◆ **任务列表**
1. 根据链表求助帖回答下列问题:
(a) 求助者要求新链表中的元素按什么顺序排列?
(b) 回复者合并两个成绩表时,遇到相同的学号会怎样处理?
(c) 结构体 node 中的 math、english、computer 三个成员是什么类型?
2. 接着链表求助帖中程序的最后一行往下写。

◆ **正文摘录**
[求助]编一个简单链表的程序
编程,根据输入的数建立两个递增排序的单链表A,B,用两个链表中相同的元素按递减有序生成一个新的链表,要求新的链表中没有重复元素。
有谁可以帮我新手一下,谢谢了。
我是用的成绩管理做的实验,你可以参考一下,当合并两个成绩表时,相同的学号就只输出第一个成绩表的纪录。
程序如下:
#include<stdio.h>
#include<stdlib.h>
struct node
{
int id;
char name[10];
float math,english,computer;
struct node *next;
};
struct node *ahead,*bhead,*chead;
void jianliAbiao()
{
float a;
struct node *p,*q;
if(ahead==NULL)
{
ahead=(struct node *) malloc(sizeof(struct node));
ahead->next=NULL;
}
p=(struct node *) malloc(sizeof(struct node));
printf(" qingshuruxuehao:");
scanf("%d",&p->id);
printf(" qingshuruxingming:");
scanf("%s",&p->name);
for(;;)

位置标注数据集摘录

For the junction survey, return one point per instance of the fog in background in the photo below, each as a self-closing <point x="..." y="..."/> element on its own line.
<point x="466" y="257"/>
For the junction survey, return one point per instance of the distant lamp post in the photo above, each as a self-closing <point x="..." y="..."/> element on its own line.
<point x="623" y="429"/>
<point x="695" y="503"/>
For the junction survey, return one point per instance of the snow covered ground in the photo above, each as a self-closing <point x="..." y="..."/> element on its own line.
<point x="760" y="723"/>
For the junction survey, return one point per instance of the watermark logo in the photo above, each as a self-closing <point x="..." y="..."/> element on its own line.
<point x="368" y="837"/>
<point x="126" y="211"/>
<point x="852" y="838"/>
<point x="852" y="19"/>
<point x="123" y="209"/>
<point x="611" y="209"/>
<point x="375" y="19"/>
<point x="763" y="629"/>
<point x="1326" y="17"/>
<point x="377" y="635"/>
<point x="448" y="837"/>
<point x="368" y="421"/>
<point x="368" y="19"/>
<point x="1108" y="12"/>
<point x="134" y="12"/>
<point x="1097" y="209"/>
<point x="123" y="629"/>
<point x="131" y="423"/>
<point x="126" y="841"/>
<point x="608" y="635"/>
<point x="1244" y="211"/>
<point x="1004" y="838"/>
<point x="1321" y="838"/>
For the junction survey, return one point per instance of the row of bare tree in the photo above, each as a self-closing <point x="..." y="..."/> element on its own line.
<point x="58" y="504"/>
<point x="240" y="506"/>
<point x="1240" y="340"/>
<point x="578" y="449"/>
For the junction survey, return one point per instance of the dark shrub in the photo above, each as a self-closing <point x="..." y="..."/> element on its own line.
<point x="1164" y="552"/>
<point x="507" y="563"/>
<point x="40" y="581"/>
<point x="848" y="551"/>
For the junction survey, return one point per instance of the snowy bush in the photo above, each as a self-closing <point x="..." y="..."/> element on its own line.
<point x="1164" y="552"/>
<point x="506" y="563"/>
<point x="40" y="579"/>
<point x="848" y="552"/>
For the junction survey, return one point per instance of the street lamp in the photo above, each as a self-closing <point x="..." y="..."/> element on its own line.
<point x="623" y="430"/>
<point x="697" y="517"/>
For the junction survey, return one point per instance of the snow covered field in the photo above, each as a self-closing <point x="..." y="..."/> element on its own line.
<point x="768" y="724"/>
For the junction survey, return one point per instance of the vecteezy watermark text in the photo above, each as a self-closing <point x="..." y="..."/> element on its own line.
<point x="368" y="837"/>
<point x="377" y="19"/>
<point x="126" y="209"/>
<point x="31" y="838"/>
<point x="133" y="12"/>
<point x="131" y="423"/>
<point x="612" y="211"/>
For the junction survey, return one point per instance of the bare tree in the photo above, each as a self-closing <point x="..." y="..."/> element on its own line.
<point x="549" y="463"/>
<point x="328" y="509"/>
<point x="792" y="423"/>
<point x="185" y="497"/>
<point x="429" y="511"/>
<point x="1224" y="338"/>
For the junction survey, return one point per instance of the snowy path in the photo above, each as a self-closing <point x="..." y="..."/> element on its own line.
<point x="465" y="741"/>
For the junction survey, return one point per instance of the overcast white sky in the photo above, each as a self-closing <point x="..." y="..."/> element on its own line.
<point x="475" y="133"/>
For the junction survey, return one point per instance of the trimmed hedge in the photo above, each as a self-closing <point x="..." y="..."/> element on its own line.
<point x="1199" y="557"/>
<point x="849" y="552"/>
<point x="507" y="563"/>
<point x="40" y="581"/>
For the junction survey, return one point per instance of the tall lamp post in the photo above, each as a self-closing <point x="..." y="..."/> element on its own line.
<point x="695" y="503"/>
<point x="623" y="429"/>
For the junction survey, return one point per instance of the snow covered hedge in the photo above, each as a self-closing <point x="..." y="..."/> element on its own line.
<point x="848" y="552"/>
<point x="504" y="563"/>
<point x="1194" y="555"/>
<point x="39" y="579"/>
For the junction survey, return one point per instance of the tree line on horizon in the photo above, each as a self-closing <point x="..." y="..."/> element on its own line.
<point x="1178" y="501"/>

◆ **各题答案**
1.
(a) 按递减有序排列,并且新链表中没有重复元素。
(b) 只输出第一个成绩表的纪录。
(c) float 类型。

2.
{
printf(" qingshuruyingyu(0~100):");
scanf("%f",&a);
if(a<0||a>100)
{
printf(" shuruyingyuyouwu!\n");
continue;
}
else break;
}
p->english=a;
for(;;)
{
printf(" qingshurushuxue(0~100):");
scanf("%f",&a);
if(a<0||a>100)
{
printf(" shurushuxueyouwu!\n");
continue;
}
else break;
}
p->math=a;
for(;;)
{
printf(" qingshurujisuanji(0~100):");
scanf("%f",&a);
if(a<0||a>100)
{
printf(" shurujisuanjiyouwu!\n");
continue;
}
else break;
}
p->computer=a;
p->next=NULL;
q=ahead;
if(ahead->next==NULL)
{
ahead->next=p;
}
else
{
while(q->next!=NULL)
q=q->next;q->next=p;
}
}
void jianliBbiao()
{
float a;
struct node *p,*q;
if(bhead==NULL)
{
bhead=(struct node *) malloc(sizeof(struct node));
bhead->next=NULL;
}
p=(struct node *) malloc(sizeof(struct node));
printf(" qingshuruxuehao:");
scanf("%d",&p->id);
printf(" qingshuruxingming:");
scanf("%s",&p->name);
for(;;)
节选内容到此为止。